§ STATED EXERCISE
Reproduce each of the records below word for word, omitting the pictures from your copy.
++++ ENTRIES PROVIDED ++++
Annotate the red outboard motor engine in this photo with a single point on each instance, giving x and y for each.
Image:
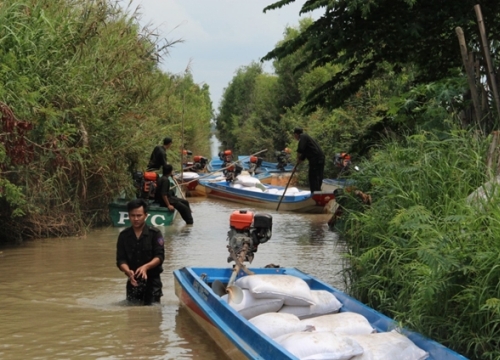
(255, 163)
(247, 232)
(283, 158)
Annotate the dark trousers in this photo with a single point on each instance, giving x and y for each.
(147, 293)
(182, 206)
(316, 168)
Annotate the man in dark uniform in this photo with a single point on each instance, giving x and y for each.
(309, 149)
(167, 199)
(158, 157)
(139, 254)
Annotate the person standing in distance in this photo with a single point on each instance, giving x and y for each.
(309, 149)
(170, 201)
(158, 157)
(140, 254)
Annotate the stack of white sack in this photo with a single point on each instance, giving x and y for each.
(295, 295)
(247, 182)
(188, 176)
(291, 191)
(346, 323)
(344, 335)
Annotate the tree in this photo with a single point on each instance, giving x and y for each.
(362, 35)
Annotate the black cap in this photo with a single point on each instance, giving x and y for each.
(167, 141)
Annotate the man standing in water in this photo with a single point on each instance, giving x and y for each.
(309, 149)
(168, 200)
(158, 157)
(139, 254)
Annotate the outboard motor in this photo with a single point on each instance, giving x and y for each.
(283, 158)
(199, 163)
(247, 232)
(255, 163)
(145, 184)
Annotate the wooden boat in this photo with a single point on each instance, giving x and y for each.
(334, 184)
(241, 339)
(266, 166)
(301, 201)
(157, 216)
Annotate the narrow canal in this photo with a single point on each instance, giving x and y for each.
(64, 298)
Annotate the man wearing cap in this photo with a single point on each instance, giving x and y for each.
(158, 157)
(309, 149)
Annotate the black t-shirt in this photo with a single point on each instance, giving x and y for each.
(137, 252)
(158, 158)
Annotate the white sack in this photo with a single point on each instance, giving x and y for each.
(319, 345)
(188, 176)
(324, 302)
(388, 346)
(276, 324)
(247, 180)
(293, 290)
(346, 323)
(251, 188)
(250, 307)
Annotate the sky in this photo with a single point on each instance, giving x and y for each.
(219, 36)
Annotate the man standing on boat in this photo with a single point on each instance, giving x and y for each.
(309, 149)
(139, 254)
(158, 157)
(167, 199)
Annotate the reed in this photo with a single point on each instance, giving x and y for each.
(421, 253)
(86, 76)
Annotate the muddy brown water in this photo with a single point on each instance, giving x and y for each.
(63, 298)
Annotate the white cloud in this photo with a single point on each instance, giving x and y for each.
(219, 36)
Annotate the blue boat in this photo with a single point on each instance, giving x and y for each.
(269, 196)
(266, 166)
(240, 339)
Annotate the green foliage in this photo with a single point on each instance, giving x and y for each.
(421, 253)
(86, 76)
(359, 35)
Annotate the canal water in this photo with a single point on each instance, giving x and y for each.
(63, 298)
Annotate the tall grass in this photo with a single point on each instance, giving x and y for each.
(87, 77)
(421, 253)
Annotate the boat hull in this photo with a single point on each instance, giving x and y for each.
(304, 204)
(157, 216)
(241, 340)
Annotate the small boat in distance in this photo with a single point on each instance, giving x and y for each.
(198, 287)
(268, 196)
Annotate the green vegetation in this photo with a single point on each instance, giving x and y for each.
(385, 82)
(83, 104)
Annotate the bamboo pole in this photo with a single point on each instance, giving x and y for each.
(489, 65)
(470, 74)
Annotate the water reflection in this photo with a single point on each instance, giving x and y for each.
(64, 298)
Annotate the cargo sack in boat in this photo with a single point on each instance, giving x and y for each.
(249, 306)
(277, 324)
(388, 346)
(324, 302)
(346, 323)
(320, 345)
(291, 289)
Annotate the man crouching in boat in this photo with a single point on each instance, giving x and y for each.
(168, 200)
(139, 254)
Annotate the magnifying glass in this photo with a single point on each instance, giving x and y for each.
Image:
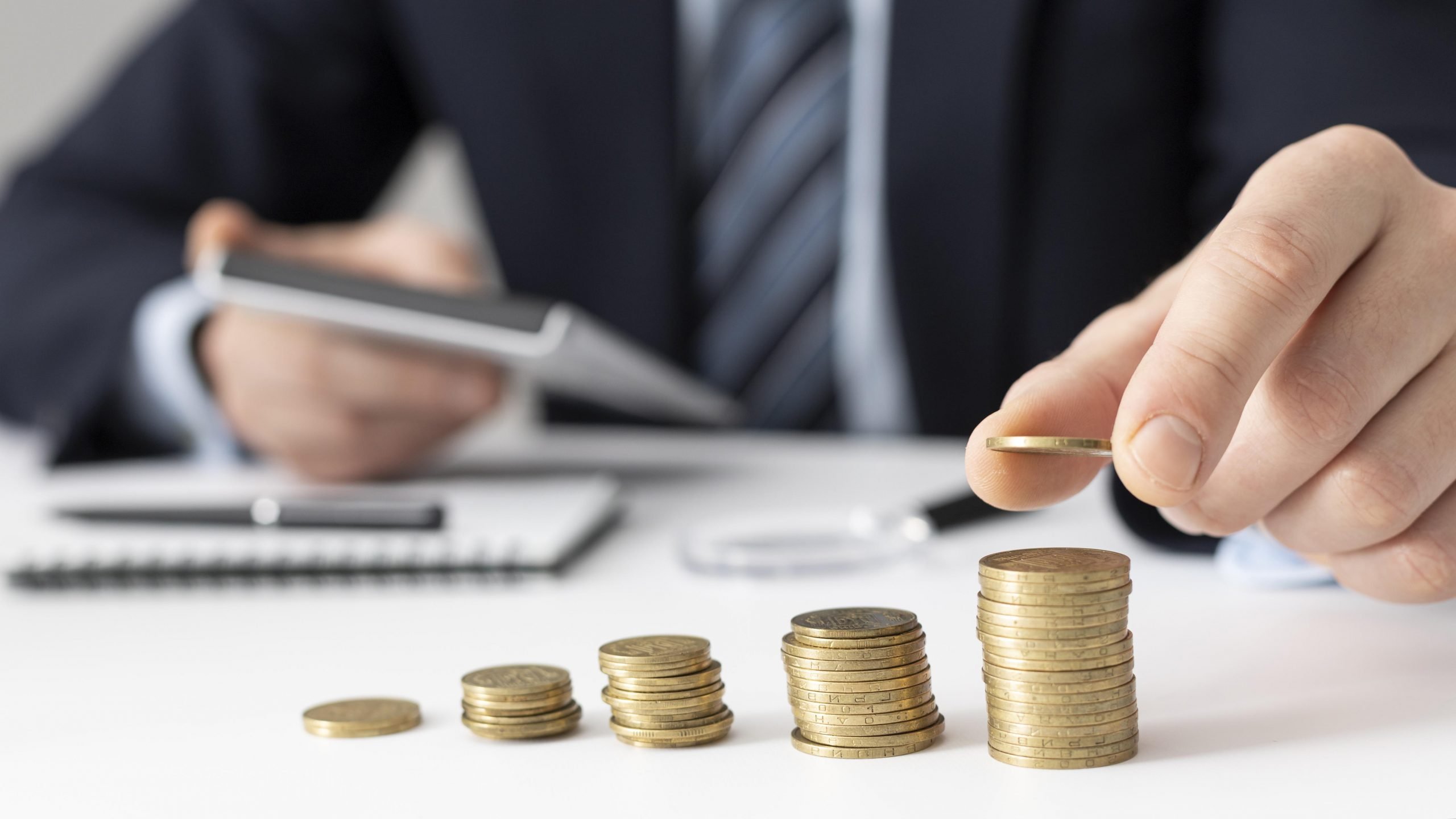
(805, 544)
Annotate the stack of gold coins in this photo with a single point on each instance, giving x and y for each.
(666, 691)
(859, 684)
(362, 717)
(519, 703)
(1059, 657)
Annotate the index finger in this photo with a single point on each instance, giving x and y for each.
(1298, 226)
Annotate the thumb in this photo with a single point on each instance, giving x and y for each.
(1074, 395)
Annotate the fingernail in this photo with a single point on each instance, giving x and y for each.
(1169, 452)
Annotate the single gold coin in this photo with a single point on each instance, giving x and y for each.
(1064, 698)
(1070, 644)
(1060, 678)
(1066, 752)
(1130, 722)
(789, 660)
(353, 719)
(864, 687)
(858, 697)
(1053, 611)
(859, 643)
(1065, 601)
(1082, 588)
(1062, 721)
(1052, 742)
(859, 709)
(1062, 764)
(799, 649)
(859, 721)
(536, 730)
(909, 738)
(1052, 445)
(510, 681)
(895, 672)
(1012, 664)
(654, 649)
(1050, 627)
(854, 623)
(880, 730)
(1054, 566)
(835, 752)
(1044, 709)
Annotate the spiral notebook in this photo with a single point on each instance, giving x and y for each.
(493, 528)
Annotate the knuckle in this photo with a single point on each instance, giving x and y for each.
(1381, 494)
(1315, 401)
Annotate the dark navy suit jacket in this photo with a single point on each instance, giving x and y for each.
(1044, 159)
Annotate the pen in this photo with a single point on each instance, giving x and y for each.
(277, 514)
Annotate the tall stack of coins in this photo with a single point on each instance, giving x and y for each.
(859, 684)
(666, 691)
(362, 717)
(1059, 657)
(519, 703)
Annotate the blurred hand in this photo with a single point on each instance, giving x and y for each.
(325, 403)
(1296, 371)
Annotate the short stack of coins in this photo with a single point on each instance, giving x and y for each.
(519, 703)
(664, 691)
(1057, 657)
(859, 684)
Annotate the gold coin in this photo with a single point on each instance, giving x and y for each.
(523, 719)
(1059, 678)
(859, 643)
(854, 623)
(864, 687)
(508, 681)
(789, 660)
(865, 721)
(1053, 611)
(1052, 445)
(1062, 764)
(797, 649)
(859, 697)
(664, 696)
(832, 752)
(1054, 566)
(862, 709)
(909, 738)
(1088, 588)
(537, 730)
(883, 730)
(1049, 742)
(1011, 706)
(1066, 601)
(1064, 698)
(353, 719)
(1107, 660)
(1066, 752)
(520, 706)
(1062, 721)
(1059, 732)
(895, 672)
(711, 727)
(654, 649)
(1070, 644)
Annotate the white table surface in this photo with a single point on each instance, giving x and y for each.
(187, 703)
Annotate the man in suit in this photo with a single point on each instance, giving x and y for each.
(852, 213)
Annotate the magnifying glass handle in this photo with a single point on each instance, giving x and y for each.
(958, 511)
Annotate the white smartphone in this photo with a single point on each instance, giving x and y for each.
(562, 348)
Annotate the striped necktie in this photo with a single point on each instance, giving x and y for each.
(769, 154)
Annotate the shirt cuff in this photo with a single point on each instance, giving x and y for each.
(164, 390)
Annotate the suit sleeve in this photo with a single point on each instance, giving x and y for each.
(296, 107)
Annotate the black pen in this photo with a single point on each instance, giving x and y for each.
++++
§ FINISHED TASK
Annotate the red outboard motor engine in this photo with a single point on each instance, giving x and y for each.
Image:
(255, 163)
(247, 232)
(283, 158)
Annotate the dark trousers in this photo with a single point on each instance, giving x and y for each.
(147, 293)
(182, 206)
(316, 168)
Annotate the man in dark uniform in this photo with a single point on each instance, giving x and y for each.
(309, 149)
(167, 199)
(158, 157)
(139, 254)
Annotate the person standing in distance in this photo with a single point on each instance, giving x and y for each.
(309, 149)
(170, 201)
(158, 157)
(140, 254)
Annotate the stack of white sack in this photo with a single point on each instance, giving x and y for each.
(295, 295)
(247, 182)
(188, 176)
(291, 191)
(346, 323)
(344, 335)
Annotate the tree in this photo with a single point on each instance, giving x and y for each.
(362, 35)
Annotate the black cap in this photo with a single point on each instance, giving x and y for each.
(167, 141)
Annotate the man standing in water in this photo with a single point on each instance, giving x and y for each.
(309, 149)
(168, 200)
(158, 157)
(139, 254)
Annotate the outboard motor in this photo with a single point on each instance, giving x and y for each.
(283, 158)
(199, 163)
(247, 232)
(255, 163)
(145, 184)
Annotate the wooden boat in this photo with a single point on each instance, giving x and y for each.
(334, 184)
(241, 339)
(266, 166)
(301, 201)
(157, 216)
Annotate the narrow canal in this photo with a single point on each instance, giving x and y for each.
(64, 298)
Annotate the man wearing cap in this photo with a single point on each instance, giving x and y for each.
(158, 157)
(309, 149)
Annotate the black t-shirt in this photo with a single point on each instance, giving x and y for each.
(137, 252)
(158, 158)
Annotate the white sack in this photo with a single point on each instance, giving x and y for each.
(319, 345)
(188, 176)
(324, 302)
(388, 346)
(276, 324)
(247, 180)
(293, 290)
(346, 323)
(251, 188)
(250, 307)
Annotate the sky in this photo with a single point on each instance, giving x and y for each.
(219, 36)
Annotate the man standing on boat in this photo with a single point on each instance, giving x and y for each.
(309, 149)
(139, 254)
(158, 157)
(167, 199)
Annotate the reed in this photo with a single point on each instance, giving x and y for each.
(421, 253)
(86, 76)
Annotate the muddy brown water in this photo with a single point on each instance, giving x and y for each.
(63, 298)
Annotate the white cloud in this photo with a single point on each instance, giving x and y for each.
(219, 36)
Annotate the blue boat in this photo with a single point on each instance, giving x and y for each.
(269, 196)
(266, 166)
(240, 339)
Annotate the green foliage in this photo with a single point on each instance, giving x and y for each.
(421, 253)
(86, 76)
(359, 35)
Annotate the canal water in this photo with a single point on each instance, giving x and y for each.
(63, 298)
Annotate the tall grass in this photo with a single point on each instance, giving x and y for each.
(87, 77)
(421, 253)
Annotate the boat hull in this photo with a single point on each instance, giving x and y for each.
(304, 204)
(157, 216)
(241, 340)
Annotate the small boat in distance in this photo with a single point on each instance, giving x and y for each.
(198, 287)
(268, 196)
Annotate the green vegetation in this photo with a single point on each instance, giving x and y for each.
(385, 82)
(83, 104)
Annotate the bamboo pole in this photo with a single point on each instance, giving x and y for each.
(489, 65)
(470, 74)
Annotate the water reflection in this photo with a single point on each instance, giving x and y for each.
(64, 298)
Annotate the cargo sack in boat in this photo with a single point on each instance, giving x and y for each.
(249, 306)
(277, 324)
(388, 346)
(324, 302)
(346, 323)
(320, 345)
(291, 289)
Annotate the man crouching in boat in this photo with a single point on each instance, giving x and y for each.
(168, 200)
(139, 254)
Annotate the magnifying glass in this photo with a single point on each instance, giving x and y for each.
Image:
(805, 544)
Annotate the stack of gold coins in this photo with a single point on each instance, giving x and y for each.
(666, 691)
(859, 684)
(362, 717)
(519, 703)
(1059, 657)
Annotate the index finger in this photo with a single point on each instance, giving x and y for each.
(1298, 226)
Annotate the thumb in this photo with a single point on each instance, giving x and y for each.
(1074, 395)
Annotate the fingernail in this photo with a single point on each instance, giving x and y for each.
(1169, 452)
Annotate the single gold coin in this photo with a single point on each instance, giving x and y for each.
(1064, 698)
(1070, 644)
(1060, 678)
(1066, 752)
(1130, 722)
(789, 660)
(353, 719)
(864, 687)
(858, 697)
(1053, 611)
(859, 643)
(1065, 601)
(1082, 588)
(1062, 721)
(1052, 742)
(859, 709)
(1062, 764)
(799, 649)
(859, 721)
(536, 730)
(909, 738)
(1052, 445)
(510, 681)
(895, 672)
(1012, 664)
(654, 649)
(1050, 627)
(854, 623)
(880, 730)
(1054, 566)
(835, 752)
(1044, 709)
Annotate the spiral notebook in this photo with a single point on each instance, giving x and y for each.
(493, 528)
Annotate the knuckle in this photo with a single point on each instance, giving x and y for each.
(1381, 494)
(1315, 401)
Annotate the dark navy suit jacket in this photo with a single point on each instance, giving x and y for each.
(1044, 159)
Annotate the pen in this photo with a single point on each instance, giving x and y for each.
(277, 514)
Annotate the tall stack of coins in this photo with a single point on each instance, giving x and y for each.
(859, 684)
(666, 691)
(362, 717)
(1059, 657)
(519, 703)
Annotate the blurred hand in this photo with a single point on each instance, giving x and y for each.
(325, 403)
(1296, 371)
Annotate the short stack of coins in this photo with a single point on each instance, giving x and y for each.
(519, 703)
(664, 691)
(1057, 657)
(859, 684)
Annotate the gold coin in this photo with a single point on each instance, giving x and y for each.
(523, 719)
(1059, 678)
(859, 643)
(854, 623)
(864, 687)
(508, 681)
(789, 660)
(865, 721)
(1053, 611)
(1052, 445)
(1062, 764)
(797, 649)
(859, 697)
(664, 696)
(832, 752)
(1054, 566)
(862, 709)
(909, 738)
(1088, 588)
(537, 730)
(883, 730)
(1049, 742)
(1011, 706)
(1066, 601)
(1064, 698)
(353, 719)
(1107, 660)
(1066, 752)
(520, 706)
(1062, 721)
(1059, 732)
(895, 672)
(711, 727)
(654, 649)
(1070, 644)
Annotate the white table surface in this photo with a single point on each instance, giving x and y for each.
(187, 703)
Annotate the man in suit in this photo with a single point on each instance, giving x and y for each.
(852, 213)
Annotate the magnifying glass handle in this photo with a single point on each instance, giving x and y for each.
(958, 511)
Annotate the white smartphone in this photo with a single point on each instance, giving x and y for each.
(562, 348)
Annotate the striped necktie in this photo with a single point on each instance, giving x and y for each.
(769, 154)
Annotate the shirt cuff in this photo with a single point on each instance, giving x and y for each.
(164, 390)
Annotate the suit sleeve in this photo with a single point on each instance, giving x and y for each.
(296, 107)
Annotate the black pen in this photo with a single point on each instance, giving x and y for each.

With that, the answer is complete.